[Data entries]
• • • • • • •
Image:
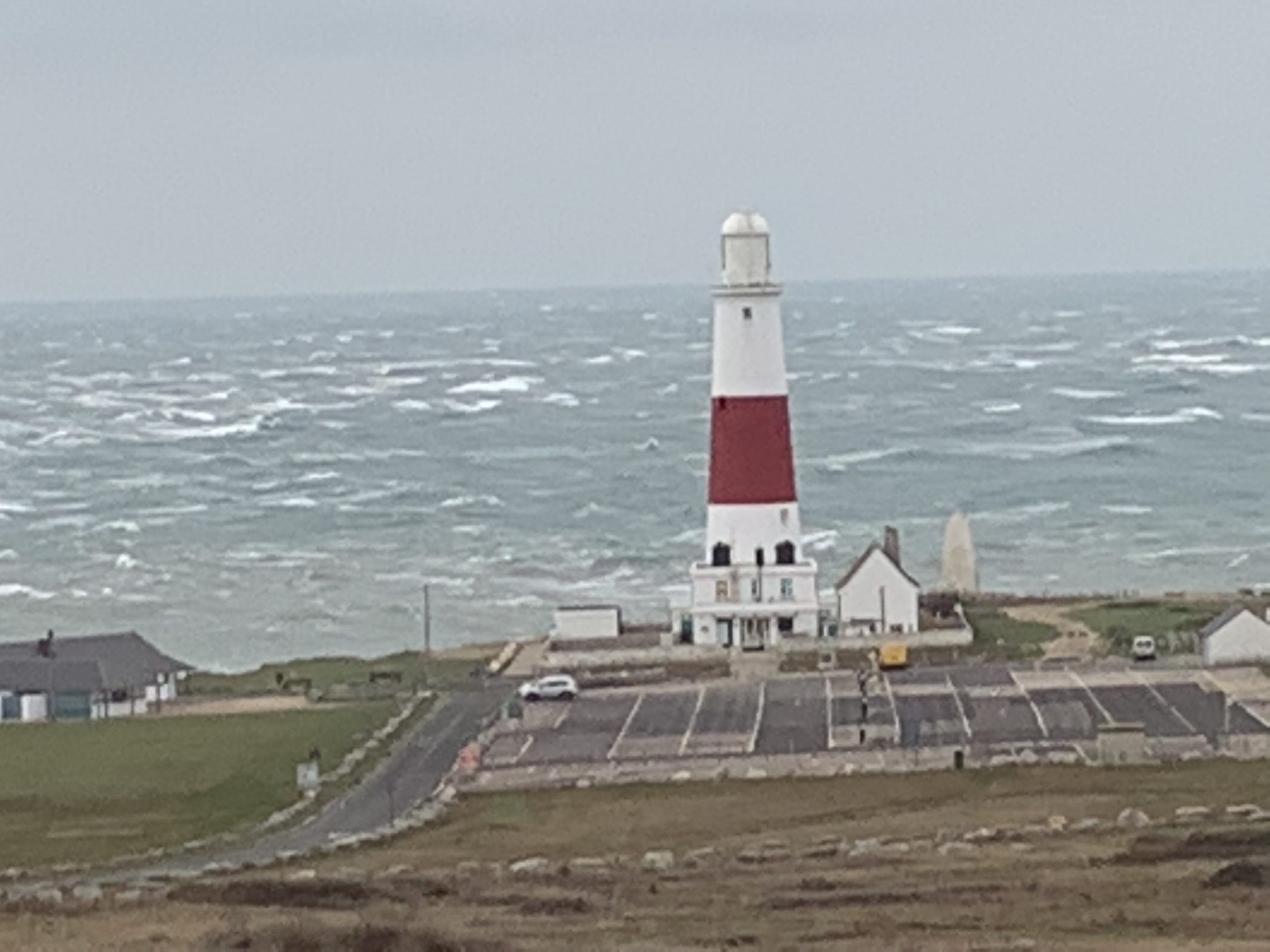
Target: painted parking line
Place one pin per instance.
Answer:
(759, 716)
(657, 728)
(793, 717)
(828, 713)
(1040, 721)
(894, 711)
(726, 721)
(1080, 683)
(627, 725)
(693, 721)
(960, 709)
(526, 746)
(1173, 709)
• • • • • • •
SET EXERCISE
Rescale the entries above by writing out every line again, requests included, with each point coordinate in the answers multiplied by 1.5 and rounded to a whole number, halves rounded up. Leave the pictures out.

WRITTEN SOLUTION
Image:
Target: painted parking line
Place one pin per instance.
Answer:
(1139, 1074)
(986, 1092)
(1190, 1076)
(1242, 1070)
(1560, 1082)
(1341, 1067)
(1089, 1082)
(1620, 1025)
(941, 1088)
(1040, 1082)
(1440, 1064)
(789, 1119)
(1760, 1064)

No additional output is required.